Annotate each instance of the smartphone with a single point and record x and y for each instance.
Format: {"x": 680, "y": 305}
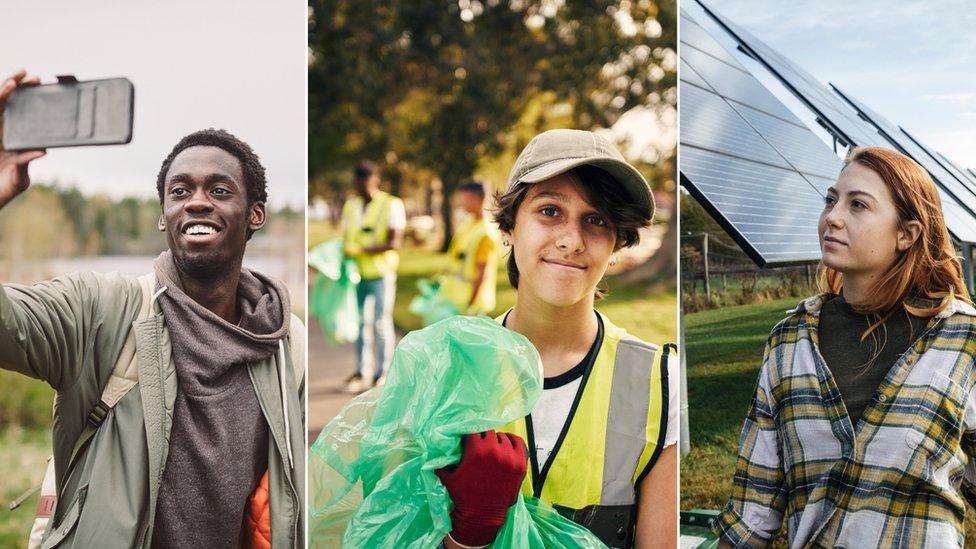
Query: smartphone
{"x": 70, "y": 113}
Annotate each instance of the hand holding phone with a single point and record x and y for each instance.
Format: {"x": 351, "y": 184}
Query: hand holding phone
{"x": 13, "y": 164}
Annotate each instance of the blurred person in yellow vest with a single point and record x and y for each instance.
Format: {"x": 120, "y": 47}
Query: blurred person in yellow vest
{"x": 469, "y": 281}
{"x": 373, "y": 223}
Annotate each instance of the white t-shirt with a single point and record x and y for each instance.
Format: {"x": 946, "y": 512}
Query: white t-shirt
{"x": 552, "y": 410}
{"x": 398, "y": 215}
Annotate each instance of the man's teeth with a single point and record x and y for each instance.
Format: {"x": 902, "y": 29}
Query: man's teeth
{"x": 200, "y": 229}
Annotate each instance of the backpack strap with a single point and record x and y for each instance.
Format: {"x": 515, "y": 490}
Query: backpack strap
{"x": 124, "y": 376}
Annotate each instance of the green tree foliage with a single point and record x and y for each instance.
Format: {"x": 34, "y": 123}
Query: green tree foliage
{"x": 439, "y": 86}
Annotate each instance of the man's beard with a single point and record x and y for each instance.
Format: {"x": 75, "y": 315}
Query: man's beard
{"x": 204, "y": 266}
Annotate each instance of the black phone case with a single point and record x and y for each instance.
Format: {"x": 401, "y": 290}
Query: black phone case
{"x": 69, "y": 114}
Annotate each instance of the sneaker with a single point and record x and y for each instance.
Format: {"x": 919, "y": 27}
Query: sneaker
{"x": 355, "y": 384}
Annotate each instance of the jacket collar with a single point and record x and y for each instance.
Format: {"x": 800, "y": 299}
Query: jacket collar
{"x": 813, "y": 304}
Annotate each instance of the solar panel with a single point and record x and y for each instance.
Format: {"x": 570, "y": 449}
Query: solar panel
{"x": 831, "y": 111}
{"x": 752, "y": 164}
{"x": 840, "y": 119}
{"x": 967, "y": 175}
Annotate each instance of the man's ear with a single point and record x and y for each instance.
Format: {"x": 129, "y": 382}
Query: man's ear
{"x": 258, "y": 216}
{"x": 908, "y": 234}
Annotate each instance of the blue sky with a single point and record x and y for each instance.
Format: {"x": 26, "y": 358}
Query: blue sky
{"x": 912, "y": 62}
{"x": 238, "y": 65}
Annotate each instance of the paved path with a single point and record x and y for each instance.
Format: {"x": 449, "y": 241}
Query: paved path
{"x": 328, "y": 367}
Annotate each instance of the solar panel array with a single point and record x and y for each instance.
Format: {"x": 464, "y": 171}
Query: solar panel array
{"x": 968, "y": 175}
{"x": 753, "y": 165}
{"x": 837, "y": 115}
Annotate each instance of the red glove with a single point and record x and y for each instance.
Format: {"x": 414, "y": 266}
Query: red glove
{"x": 484, "y": 485}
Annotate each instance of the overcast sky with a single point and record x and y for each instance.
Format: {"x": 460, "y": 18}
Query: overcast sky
{"x": 238, "y": 65}
{"x": 912, "y": 62}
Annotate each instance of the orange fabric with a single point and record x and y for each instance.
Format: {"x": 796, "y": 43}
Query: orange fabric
{"x": 258, "y": 519}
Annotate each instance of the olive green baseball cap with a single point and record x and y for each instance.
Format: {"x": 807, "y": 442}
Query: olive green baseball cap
{"x": 558, "y": 151}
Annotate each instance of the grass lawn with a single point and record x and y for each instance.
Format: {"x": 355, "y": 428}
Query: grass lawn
{"x": 23, "y": 453}
{"x": 724, "y": 351}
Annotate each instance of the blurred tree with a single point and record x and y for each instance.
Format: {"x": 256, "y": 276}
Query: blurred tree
{"x": 440, "y": 85}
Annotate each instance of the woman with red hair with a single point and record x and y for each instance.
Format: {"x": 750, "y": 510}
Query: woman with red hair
{"x": 864, "y": 419}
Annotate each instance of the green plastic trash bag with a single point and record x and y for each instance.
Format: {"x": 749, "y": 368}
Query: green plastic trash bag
{"x": 371, "y": 471}
{"x": 430, "y": 305}
{"x": 333, "y": 296}
{"x": 327, "y": 258}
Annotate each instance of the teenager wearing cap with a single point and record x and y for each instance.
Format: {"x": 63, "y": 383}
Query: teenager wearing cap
{"x": 600, "y": 442}
{"x": 373, "y": 223}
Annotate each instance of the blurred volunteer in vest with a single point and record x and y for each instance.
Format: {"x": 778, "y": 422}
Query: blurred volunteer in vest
{"x": 373, "y": 223}
{"x": 601, "y": 442}
{"x": 862, "y": 432}
{"x": 180, "y": 394}
{"x": 471, "y": 276}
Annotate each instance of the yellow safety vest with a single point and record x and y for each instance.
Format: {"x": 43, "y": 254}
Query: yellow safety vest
{"x": 594, "y": 468}
{"x": 457, "y": 283}
{"x": 366, "y": 227}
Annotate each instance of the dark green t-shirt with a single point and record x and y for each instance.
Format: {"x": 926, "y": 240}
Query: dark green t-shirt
{"x": 858, "y": 366}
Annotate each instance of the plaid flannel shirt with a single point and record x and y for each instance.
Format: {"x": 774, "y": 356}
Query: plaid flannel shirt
{"x": 898, "y": 480}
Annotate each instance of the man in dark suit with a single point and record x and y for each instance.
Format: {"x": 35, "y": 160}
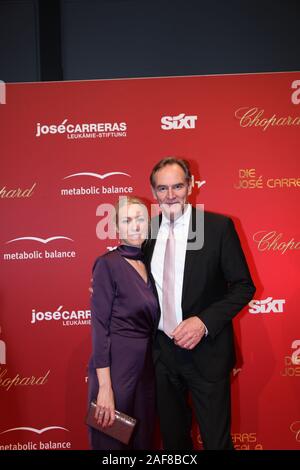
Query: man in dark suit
{"x": 212, "y": 284}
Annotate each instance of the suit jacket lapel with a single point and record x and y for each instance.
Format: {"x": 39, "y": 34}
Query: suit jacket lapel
{"x": 190, "y": 257}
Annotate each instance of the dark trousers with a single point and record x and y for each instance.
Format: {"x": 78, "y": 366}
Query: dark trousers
{"x": 176, "y": 376}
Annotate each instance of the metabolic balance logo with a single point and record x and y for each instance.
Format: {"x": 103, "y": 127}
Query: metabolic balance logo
{"x": 268, "y": 305}
{"x": 249, "y": 178}
{"x": 182, "y": 121}
{"x": 90, "y": 130}
{"x": 66, "y": 316}
{"x": 25, "y": 255}
{"x": 96, "y": 190}
{"x": 33, "y": 445}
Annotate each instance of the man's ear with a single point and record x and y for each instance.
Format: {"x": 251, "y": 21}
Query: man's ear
{"x": 153, "y": 193}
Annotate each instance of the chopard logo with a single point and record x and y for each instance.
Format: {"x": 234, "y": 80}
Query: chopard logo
{"x": 16, "y": 192}
{"x": 8, "y": 382}
{"x": 272, "y": 240}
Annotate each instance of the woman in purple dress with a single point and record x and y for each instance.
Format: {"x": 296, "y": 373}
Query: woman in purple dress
{"x": 124, "y": 318}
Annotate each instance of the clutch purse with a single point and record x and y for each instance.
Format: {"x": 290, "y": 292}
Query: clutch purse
{"x": 121, "y": 429}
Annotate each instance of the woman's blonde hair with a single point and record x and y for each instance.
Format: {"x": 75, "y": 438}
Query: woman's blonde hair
{"x": 127, "y": 201}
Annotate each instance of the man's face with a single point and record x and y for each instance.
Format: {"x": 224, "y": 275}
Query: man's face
{"x": 171, "y": 190}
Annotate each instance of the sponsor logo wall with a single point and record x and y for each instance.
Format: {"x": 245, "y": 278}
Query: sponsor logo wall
{"x": 70, "y": 149}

##########

> **Set task**
Every entry above needs to be retyped exactly; drop the pictures.

> **Task solution**
Annotate each instance of the smartphone with a single point and record x and y for each instance.
Format: {"x": 680, "y": 305}
Query: smartphone
{"x": 70, "y": 113}
Annotate each instance of the hand holding phone with a single point and record x and y for each instance.
Format: {"x": 351, "y": 184}
Query: hand holding phone
{"x": 13, "y": 164}
Annotate each instance of the blurred person in yellow vest with a single point and record x and y for each instance.
Format: {"x": 120, "y": 47}
Query: blurred person in yellow vest
{"x": 469, "y": 281}
{"x": 373, "y": 223}
Annotate each instance of the white t-shirt with a single point and record x and y for each instance.
Format: {"x": 946, "y": 512}
Query: white t-shirt
{"x": 552, "y": 410}
{"x": 398, "y": 215}
Annotate each instance of the man's teeth with a single point and record x and y for each instance.
Format: {"x": 902, "y": 29}
Query: man's teeth
{"x": 200, "y": 229}
Annotate each instance of the backpack strap with a single point and record x and y for each instance.
Format: {"x": 515, "y": 490}
Query: backpack strap
{"x": 124, "y": 376}
Annotate each instance of the green tree foliage with a single point and record x and y for each instance.
Format: {"x": 34, "y": 123}
Query: green tree foliage
{"x": 439, "y": 86}
Annotate each instance of the man's beard with a single point and record x and y for each instance.
Format: {"x": 75, "y": 315}
Query: man's beard
{"x": 204, "y": 266}
Annotate each instance of the black phone case with a single point and record x and y for each instance.
Format: {"x": 401, "y": 290}
Query: black phone case
{"x": 69, "y": 114}
Annotate each instance of the sneaker with a single point and record x and y for each instance.
Format: {"x": 919, "y": 27}
Query: sneaker
{"x": 355, "y": 384}
Annotate each instance of the jacket collar with a single point and record x and y for each instance.
Format: {"x": 800, "y": 299}
Query: jacket collar
{"x": 813, "y": 304}
Annotate each instance of the solar panel with a single point and record x and y for each instance.
Format: {"x": 570, "y": 449}
Query: solar panel
{"x": 831, "y": 111}
{"x": 752, "y": 164}
{"x": 840, "y": 119}
{"x": 967, "y": 175}
Annotate each instance of the man's ear with a single point and record x and y for each instance.
Format: {"x": 129, "y": 382}
Query: man's ear
{"x": 258, "y": 216}
{"x": 908, "y": 234}
Annotate each instance of the blue sky with a single point and record x and y for each instance.
Format: {"x": 26, "y": 358}
Query: blue sky
{"x": 912, "y": 62}
{"x": 238, "y": 65}
Annotate each instance of the paved path with a single point and record x and y for each instance.
Format: {"x": 449, "y": 241}
Query: paved path
{"x": 328, "y": 367}
Annotate each instance of the solar panel array with a single point and record x and y for each instance.
Format: {"x": 464, "y": 171}
Query: solar panel array
{"x": 968, "y": 175}
{"x": 753, "y": 165}
{"x": 837, "y": 115}
Annotate each instance of the red glove with a single point and record x and y for each instance.
Format: {"x": 414, "y": 266}
Query: red glove
{"x": 484, "y": 485}
Annotate each instance of the overcast sky with a single point and record x and y for each instance.
Format: {"x": 460, "y": 18}
Query: overcast sky
{"x": 238, "y": 65}
{"x": 912, "y": 62}
Annotate each instance of the orange fabric with a single point and record x and y for each instance.
Format: {"x": 796, "y": 43}
Query: orange fabric
{"x": 258, "y": 519}
Annotate each instance of the olive green baseball cap with a single point and record x and y for each instance.
Format: {"x": 807, "y": 442}
Query: olive green baseball cap
{"x": 558, "y": 151}
Annotate each instance of the grass lawn with a single point and record x and y for each instance.
Format: {"x": 355, "y": 428}
Query: grass lawn
{"x": 23, "y": 453}
{"x": 724, "y": 351}
Annotate each instance of the blurred tree with a single point and record x and y for each instance.
Format: {"x": 256, "y": 276}
Query: blurred tree
{"x": 440, "y": 85}
Annotate each instance of the woman with red hair with a single point and record x and y for each instance.
Format: {"x": 750, "y": 510}
Query: woman with red hair
{"x": 864, "y": 419}
Annotate each instance of the green plastic trash bag with a single point and record x and y for each instance.
Format: {"x": 749, "y": 368}
Query: green plastic trash bag
{"x": 371, "y": 471}
{"x": 430, "y": 305}
{"x": 333, "y": 296}
{"x": 327, "y": 258}
Annotate each instance of the teenager wearing cap with a single point and record x and y for each instance.
Format: {"x": 63, "y": 383}
Query: teenager wearing cap
{"x": 600, "y": 442}
{"x": 373, "y": 223}
Annotate each instance of the blurred volunteer in vest with a single point and record x and y for each instance.
Format: {"x": 778, "y": 422}
Query: blurred volunteer in vest
{"x": 373, "y": 223}
{"x": 601, "y": 442}
{"x": 862, "y": 432}
{"x": 180, "y": 394}
{"x": 471, "y": 276}
Annotate each instance of the yellow safety vest with a single point and record x and y for each instance.
Format: {"x": 43, "y": 254}
Query: yellow safety vest
{"x": 594, "y": 468}
{"x": 457, "y": 283}
{"x": 366, "y": 227}
Annotate each instance of the dark green t-shirt with a single point and record x and y for each instance.
Format: {"x": 926, "y": 240}
Query: dark green t-shirt
{"x": 858, "y": 366}
Annotate each instance of the plaid flannel shirt with a single point and record x and y for each instance.
Format: {"x": 774, "y": 356}
Query: plaid flannel shirt
{"x": 898, "y": 480}
Annotate each instance of the man in dark suit with a single point and record x and y for each instance.
Format: {"x": 35, "y": 160}
Query: man in dark suit
{"x": 212, "y": 284}
Annotate each instance of the suit jacket lapel with a single point and record x and y for each instance.
Format: {"x": 39, "y": 34}
Query: suit jacket lapel
{"x": 190, "y": 257}
Annotate each instance of the dark trousers with a single point and record x and y for each instance.
Format: {"x": 78, "y": 366}
Query: dark trousers
{"x": 176, "y": 376}
Annotate each instance of the metabolic balance logo with a single point and record x and y for each instance.
Format: {"x": 103, "y": 127}
Query: metabolic balance logo
{"x": 268, "y": 305}
{"x": 249, "y": 178}
{"x": 182, "y": 121}
{"x": 90, "y": 130}
{"x": 66, "y": 316}
{"x": 25, "y": 255}
{"x": 96, "y": 190}
{"x": 33, "y": 445}
Annotate each instance of the man's ear with a single point and record x and y for each instance.
Format: {"x": 251, "y": 21}
Query: man's ear
{"x": 153, "y": 193}
Annotate each instance of the chopard logo with a single point and record x and y for each instance.
Format: {"x": 234, "y": 80}
Query: chopard logo
{"x": 16, "y": 192}
{"x": 8, "y": 382}
{"x": 272, "y": 240}
Annotate each instance of the woman in purple dress with a single point and record x and y for each instance.
Format: {"x": 296, "y": 373}
Query: woman in purple dress
{"x": 124, "y": 318}
Annotate each instance of the clutch purse with a single point and record x and y for each instance.
Format: {"x": 290, "y": 292}
Query: clutch purse
{"x": 121, "y": 429}
Annotate each instance of the woman's blonde hair with a single point and record x and y for each instance.
Format: {"x": 75, "y": 438}
Query: woman's blonde hair
{"x": 127, "y": 201}
Annotate each instance of the man's face with a single point and record x and y for each instance.
Format: {"x": 224, "y": 275}
Query: man's face
{"x": 171, "y": 190}
Annotate each instance of the sponsor logo wall with a single point and record x and y for each instance.
Format: {"x": 245, "y": 278}
Query: sponsor logo wall
{"x": 70, "y": 149}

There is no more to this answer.